▶ [WORK TO COMPLETE]:
Reproduce the material below, swapping every occurrence of "thickest part" for "widest part" and changing nothing else.

▶ [RECORDED DATA]:
Begin

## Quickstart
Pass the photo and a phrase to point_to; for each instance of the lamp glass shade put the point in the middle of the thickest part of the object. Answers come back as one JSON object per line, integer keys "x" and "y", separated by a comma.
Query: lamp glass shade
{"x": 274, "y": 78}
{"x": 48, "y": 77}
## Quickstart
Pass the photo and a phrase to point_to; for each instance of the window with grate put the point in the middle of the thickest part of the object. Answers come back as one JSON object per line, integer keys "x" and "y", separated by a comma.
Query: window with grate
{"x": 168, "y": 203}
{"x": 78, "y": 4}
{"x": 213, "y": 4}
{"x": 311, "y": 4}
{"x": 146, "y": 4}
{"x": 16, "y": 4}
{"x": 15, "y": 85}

End

▶ [ANSWER TO THIS PROBLEM]:
## Quickstart
Pass the photo and a phrase to point_to; for each instance of the lamp glass shade put the point in the middle of the widest part of the object. Answers come back as one JSON object per line, integer keys "x" and "y", separated by a comma.
Query: lamp glass shade
{"x": 274, "y": 78}
{"x": 48, "y": 77}
## Quickstart
Pass the photo and a phrase to point_to; for each instance of the window with grate put the point in the middle of the widest part of the object. Answers come back as one JSON object per line, integer keys "x" and "y", separated by a comma.
Query: window with grate
{"x": 168, "y": 203}
{"x": 78, "y": 4}
{"x": 213, "y": 4}
{"x": 311, "y": 4}
{"x": 146, "y": 4}
{"x": 16, "y": 4}
{"x": 15, "y": 85}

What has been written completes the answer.